- **TEKS DOKUMEN**
------------------------------------
Tersentak dan tergelak. Nguyu ngakak. Kesekaligusan rasa itu respon pertama baca tulisan seorang yang selama ini ku ikuti penuh spirit nasionalisme, tebar benih kebajikan dan menjunjung tinggi nilai kemanusiaan.
Kajitow elkayeni. Penulis senior malang melintang di dunia literasi yang reputasinya sudah tidak diragukan lagi. Di era digitalisasi ini siapa yang tidak kenal kajitow elkayeni?! Ngapunten kang. Aku nulis ini sifatnya urun rembuk tunaikan kewajiban mengingatkan sesama. Terlebih orang hebat seperti njenengan yang spiritnya banyak ku kecap jadi inspirasi.
Cebongan dan freeport, tulisan njenengan yang membekas di hati jadi pelajaran tersendiri. Sama sekali tidak ada niat numpang tenar nama besar njenengan. Sama sekali tidak! Tidak perlu nama tenar maupun panggung untuk jadi perhatian orang. Sudah cukup perhatian dari Tuhan. Di era proxy war plus cepatnya akses informasi sekarang ini, alangkah bijak kita lebih peka, jeli dan empati penuh kerendahan hati.
Njenengan murka “mencoreng muka Jokowi “gegara dilema dinamika model transportasi konvensional dan daring yang lagi diproses kebijakan terbaiknya. Murka njenengan ingatkanku pada sosok yang teriak lantang Jokowi presiden plonga plongo. Mending sibeye Presiden peragu daripada Jokowi presiden boneka, tidak tahu apa yang harus dilakukan sebagai presiden… dst.. Begitu kata sosok yang kukagumi sedari masa kanak-kanak.
Saat SD diajak paman liburan ke rumahnya di kota, hal pertama adalah udal udal timbunan koran bekas untuk sekedar baca tulisan beliau. Maklum, rumahku di desa pesisir selatan jatim. Ndeso. Era koran di desa masih langka. Harga setara bensin seliter kayaknya. Moment liburan manfaatkan baca koran yang sengaja minta ke paman yang berlangganan untuk disimpan.
------------------------------------
- **BAHAN YANG DISEDIAKAN**
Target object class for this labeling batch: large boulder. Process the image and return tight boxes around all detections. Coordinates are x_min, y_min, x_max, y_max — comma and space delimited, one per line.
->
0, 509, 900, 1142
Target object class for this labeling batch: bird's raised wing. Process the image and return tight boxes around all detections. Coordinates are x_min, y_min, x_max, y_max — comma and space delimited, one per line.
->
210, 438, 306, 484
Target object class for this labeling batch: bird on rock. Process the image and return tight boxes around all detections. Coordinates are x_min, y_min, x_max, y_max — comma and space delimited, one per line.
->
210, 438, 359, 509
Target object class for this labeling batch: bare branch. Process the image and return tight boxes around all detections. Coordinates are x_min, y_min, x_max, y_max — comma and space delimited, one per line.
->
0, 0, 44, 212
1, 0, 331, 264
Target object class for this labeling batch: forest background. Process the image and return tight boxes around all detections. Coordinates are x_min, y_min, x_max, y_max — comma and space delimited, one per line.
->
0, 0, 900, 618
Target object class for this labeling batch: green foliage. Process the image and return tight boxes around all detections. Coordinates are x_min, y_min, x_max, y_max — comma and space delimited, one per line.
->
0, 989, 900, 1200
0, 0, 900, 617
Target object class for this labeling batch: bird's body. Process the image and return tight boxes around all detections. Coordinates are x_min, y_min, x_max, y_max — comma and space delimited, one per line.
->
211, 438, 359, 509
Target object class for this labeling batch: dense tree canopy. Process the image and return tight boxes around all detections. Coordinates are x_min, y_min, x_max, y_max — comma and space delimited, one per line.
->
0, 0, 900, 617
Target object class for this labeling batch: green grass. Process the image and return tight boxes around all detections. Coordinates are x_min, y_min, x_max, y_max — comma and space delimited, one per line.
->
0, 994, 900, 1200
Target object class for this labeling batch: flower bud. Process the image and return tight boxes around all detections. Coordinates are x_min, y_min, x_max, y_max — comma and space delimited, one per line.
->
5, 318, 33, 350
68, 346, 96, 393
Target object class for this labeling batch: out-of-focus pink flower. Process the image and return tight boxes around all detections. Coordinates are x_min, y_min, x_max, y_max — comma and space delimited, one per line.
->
------------------------------------
- **TUJUAN**
• A. Ringkas teks tanggapan kepada Kajitow Elkayeni dalam dua kalimat.
• B. Kembalikan baris-baris entri mulai dari baris yang memuat "Target object class for this labeling batch: green foliage." hingga dan termasuk baris yang memuat "211, 438, 359, 509".
Teks dan entri-entri di sini tidak saling berkaitan.

- **JAWABAN TERTULIS**
• A. Penulis menanggapi tulisan Kajitow Elkayeni, penulis senior yang spiritnya banyak menjadi inspirasi baginya, sebagai urun rembuk untuk mengingatkan sesama, dan menegaskan sama sekali tidak berniat menumpang tenar nama besarnya. Menurut penulis, murka Kajitow soal dilema transportasi konvensional dan daring mengingatkannya pada sosok yang pernah lantang menyebut Jokowi presiden plonga plongo, sosok yang dikaguminya sejak kanak-kanak ketika ia membaca tulisannya di koran bekas langganan pamannya.

• B.
Target object class for this labeling batch: green foliage. Process the image and return tight boxes around all detections. Coordinates are x_min, y_min, x_max, y_max — comma and space delimited, one per line.
->
0, 989, 900, 1200
0, 0, 900, 617
Target object class for this labeling batch: bird's body. Process the image and return tight boxes around all detections. Coordinates are x_min, y_min, x_max, y_max — comma and space delimited, one per line.
->
211, 438, 359, 509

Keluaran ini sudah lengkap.